__What you will do__.
Copy down the listing below exactly, please, including every line.

Content starts

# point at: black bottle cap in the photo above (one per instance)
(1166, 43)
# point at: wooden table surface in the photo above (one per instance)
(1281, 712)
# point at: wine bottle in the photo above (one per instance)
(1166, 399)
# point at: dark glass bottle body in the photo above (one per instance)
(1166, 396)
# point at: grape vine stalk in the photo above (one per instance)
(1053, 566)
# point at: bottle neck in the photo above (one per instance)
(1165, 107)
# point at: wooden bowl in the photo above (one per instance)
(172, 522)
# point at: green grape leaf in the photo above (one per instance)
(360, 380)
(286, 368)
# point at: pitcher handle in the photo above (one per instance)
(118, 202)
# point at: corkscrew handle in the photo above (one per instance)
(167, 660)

Content ends

__Solved problem__.
# point at: black bottle cap in the photo above (one per instance)
(1166, 43)
# point at: wooden table surface in the photo above (one per instance)
(1281, 712)
# point at: wine bottle in the photo above (one per instance)
(1166, 399)
# point at: dark glass bottle body in the photo above (one per instance)
(1166, 396)
# point at: grape vine stalk in the photo above (one per instance)
(1053, 566)
# point at: bottle neck in the photo above (one per instance)
(1165, 107)
# point at: wooden bowl in the photo above (one per instance)
(172, 522)
# point at: green grape leaf in the photo above (one per instance)
(360, 380)
(286, 368)
# point at: pitcher handle in the photo above (one per instance)
(118, 202)
# point at: corkscrew handle in the photo above (one per instance)
(167, 660)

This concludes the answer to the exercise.